*YOUR GOAL*. Write out all entries word for word.
★ ★ ★ ★ ★
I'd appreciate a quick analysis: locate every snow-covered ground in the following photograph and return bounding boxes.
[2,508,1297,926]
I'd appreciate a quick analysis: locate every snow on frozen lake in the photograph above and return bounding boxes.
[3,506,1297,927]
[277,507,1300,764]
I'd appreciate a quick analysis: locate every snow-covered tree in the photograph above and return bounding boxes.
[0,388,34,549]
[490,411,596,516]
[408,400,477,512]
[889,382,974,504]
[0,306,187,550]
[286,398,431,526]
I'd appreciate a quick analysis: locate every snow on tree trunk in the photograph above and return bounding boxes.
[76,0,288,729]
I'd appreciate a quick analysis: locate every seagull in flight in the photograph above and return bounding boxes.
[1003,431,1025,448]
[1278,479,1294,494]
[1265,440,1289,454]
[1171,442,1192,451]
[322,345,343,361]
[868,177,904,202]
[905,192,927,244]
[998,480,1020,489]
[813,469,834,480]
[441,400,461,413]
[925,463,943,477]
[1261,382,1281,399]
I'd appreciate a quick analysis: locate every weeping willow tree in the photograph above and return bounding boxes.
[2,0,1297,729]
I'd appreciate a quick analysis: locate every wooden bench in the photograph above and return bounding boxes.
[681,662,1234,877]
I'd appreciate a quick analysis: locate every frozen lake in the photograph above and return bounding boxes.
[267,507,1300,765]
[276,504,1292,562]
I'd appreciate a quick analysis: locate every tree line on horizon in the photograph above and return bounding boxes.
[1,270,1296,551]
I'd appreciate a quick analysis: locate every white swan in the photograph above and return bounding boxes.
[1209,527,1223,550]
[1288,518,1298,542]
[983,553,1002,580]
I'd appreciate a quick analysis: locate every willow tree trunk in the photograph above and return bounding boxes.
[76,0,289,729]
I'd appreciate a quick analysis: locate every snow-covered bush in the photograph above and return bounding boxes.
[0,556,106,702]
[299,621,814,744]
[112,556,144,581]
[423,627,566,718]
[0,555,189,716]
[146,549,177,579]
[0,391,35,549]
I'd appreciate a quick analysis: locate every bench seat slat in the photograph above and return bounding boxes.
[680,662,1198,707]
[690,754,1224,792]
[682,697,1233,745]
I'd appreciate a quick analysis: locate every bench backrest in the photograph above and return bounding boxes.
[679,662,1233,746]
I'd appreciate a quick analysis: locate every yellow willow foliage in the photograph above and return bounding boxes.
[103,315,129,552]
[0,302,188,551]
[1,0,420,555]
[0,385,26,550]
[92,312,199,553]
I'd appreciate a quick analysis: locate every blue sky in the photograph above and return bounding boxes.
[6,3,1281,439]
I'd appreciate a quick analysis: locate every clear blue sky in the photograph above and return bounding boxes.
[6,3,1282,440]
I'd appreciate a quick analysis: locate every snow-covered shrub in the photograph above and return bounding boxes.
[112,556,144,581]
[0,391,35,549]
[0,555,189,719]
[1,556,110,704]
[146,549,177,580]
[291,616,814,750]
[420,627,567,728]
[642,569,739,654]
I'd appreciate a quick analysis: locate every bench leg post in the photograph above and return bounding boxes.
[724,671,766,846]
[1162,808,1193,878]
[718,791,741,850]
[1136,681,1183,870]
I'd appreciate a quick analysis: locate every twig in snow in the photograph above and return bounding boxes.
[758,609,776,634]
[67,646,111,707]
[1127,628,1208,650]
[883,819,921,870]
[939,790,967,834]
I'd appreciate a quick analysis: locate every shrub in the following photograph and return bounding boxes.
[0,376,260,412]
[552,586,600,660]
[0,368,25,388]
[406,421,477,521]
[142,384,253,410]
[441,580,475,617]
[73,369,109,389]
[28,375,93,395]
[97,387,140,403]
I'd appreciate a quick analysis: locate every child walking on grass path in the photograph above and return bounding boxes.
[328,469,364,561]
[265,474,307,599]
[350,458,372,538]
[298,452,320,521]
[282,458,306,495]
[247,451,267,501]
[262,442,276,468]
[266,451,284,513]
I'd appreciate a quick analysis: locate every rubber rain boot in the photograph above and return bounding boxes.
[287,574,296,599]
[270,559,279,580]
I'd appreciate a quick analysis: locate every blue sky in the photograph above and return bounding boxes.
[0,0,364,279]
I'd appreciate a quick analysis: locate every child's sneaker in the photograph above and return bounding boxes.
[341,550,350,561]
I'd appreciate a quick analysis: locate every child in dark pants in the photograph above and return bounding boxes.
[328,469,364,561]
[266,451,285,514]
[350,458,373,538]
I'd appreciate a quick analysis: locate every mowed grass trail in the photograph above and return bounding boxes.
★ ★ ★ ★ ★
*SOLVED PROBLEM*.
I'd appreciate a quick analysis: locate every snow-covered ground in the following photograph and return bounding boxes.
[2,508,1297,926]
I'd appreciate a quick analysis: locate every snow on frozen lake in the photograph above and return bounding boxes.
[3,506,1297,927]
[277,507,1300,764]
I'd appreciate a quick analysis: locate every snow-covered tree in the photograph above and return bounding boxes.
[0,388,34,549]
[490,411,596,516]
[408,400,477,512]
[889,382,974,504]
[0,306,187,550]
[286,398,431,526]
I'd appreciate a quick analysis: locate every snow on tree trunk in the photograph above and return bounding boxes.
[76,0,288,729]
I'd appreciate a quick analysis: locate every seagull in flight in the photograph above and return bounding boxes.
[1003,431,1025,448]
[1278,479,1294,494]
[1265,440,1289,454]
[1171,442,1192,451]
[322,345,343,361]
[868,177,904,202]
[905,192,927,244]
[998,480,1020,489]
[813,469,834,480]
[441,400,461,413]
[925,463,943,477]
[1261,382,1281,399]
I'd appreciate a quick analysis: locate every weeping willow tree in the photograph above and return bounding boxes.
[2,0,1297,729]
I'd appreciate a quick analysis: locate every wooden bench in the photograph above and return bounding boxes.
[681,662,1234,877]
I'd appreciate a quick analysis: locate every frozen lake in the photograph above and return bounding boxes.
[267,507,1300,765]
[276,504,1292,562]
I'd appreciate a quick analysis: locate every tree line on horizon in the photograph above and return bounding boxes.
[1,270,1296,551]
I'd appreciate a quick analysis: locate every white swan in the photograph above and return bounding boxes.
[1209,527,1223,550]
[1288,518,1298,542]
[983,553,1002,580]
I'd appreciate a quick analysis: locate every willow tree trunk in the photograph above and return bounding boxes.
[76,0,289,729]
I'd appreciate a quick analysis: locate every snow-covered bush in the photograph above and return bounding boxes.
[0,556,106,702]
[299,621,814,744]
[112,556,144,581]
[423,627,566,718]
[0,555,189,716]
[146,549,177,579]
[0,391,35,549]
I'd appreciate a quick analysis: locate every bench seat slat in the photograph above and return bounding boxes.
[680,662,1198,707]
[690,754,1224,792]
[682,697,1233,745]
I'd appreciate a quick analysis: locate every bench backrest in the photograph above and return bounding boxes.
[679,662,1233,746]
I'd appreciate a quick analysis: locate every yellow willow foliage in the photograph above and return bounding boxes.
[103,315,129,552]
[0,302,188,551]
[1,0,420,555]
[0,385,26,550]
[92,312,199,553]
I'd appreciate a quick analysis: locate every blue sky in the photograph above and return bounding boxes.
[6,3,1281,439]
I'd appreciate a quick analysis: locate every clear blue sky in the photograph above and return bounding boxes.
[6,3,1282,440]
I'd appreciate a quick analysis: locate every snow-covered shrub in the photograph above and return bounding boxes.
[112,556,144,581]
[0,391,35,549]
[0,555,189,719]
[1,556,110,704]
[146,549,177,580]
[291,616,814,750]
[420,627,567,728]
[642,569,739,654]
I'd appreciate a quick analysis: locate every bench leg post in the photograph above and return bounding boxes.
[724,671,766,846]
[1162,808,1193,878]
[718,791,741,850]
[1136,681,1183,870]
I'd appreciate a quick analysis: locate every twig in snow in the photograph above and return bounding boxes.
[758,609,776,634]
[67,646,111,707]
[1127,628,1208,650]
[883,819,921,870]
[939,790,967,834]
I'd appreciate a quick analysis: locate every shrub in the following photograph and return bounding boxes.
[0,376,260,412]
[552,586,600,660]
[0,368,25,388]
[406,421,477,521]
[142,384,253,410]
[441,580,475,617]
[73,369,109,389]
[28,375,93,395]
[97,387,140,403]
I'd appreciate a quick analysis: locate every child walking on grass path in the photograph above and return bounding boxes.
[328,469,364,561]
[265,474,307,599]
[350,458,372,538]
[298,452,320,521]
[282,458,306,495]
[247,451,267,501]
[262,442,276,468]
[266,451,284,513]
I'd appreciate a quick analysis: locate every rubber rain boot in the photograph above and return bounding boxes.
[287,574,296,599]
[270,559,279,580]
I'd appreciate a quick analysis: locate every blue sky in the photograph above and return bounding boxes.
[0,0,364,279]
I'd appreciate a quick analysis: locate every child's sneaker in the photograph above and return bounding boxes.
[341,550,350,561]
I'd appreciate a quick analysis: locate every child in dark pants in the photograph above and return bounding boxes.
[328,469,364,561]
[266,451,285,514]
[350,458,373,538]
I'd appreciate a quick analysis: locate every mowed grass trail in the photograph above and return bounding boxes.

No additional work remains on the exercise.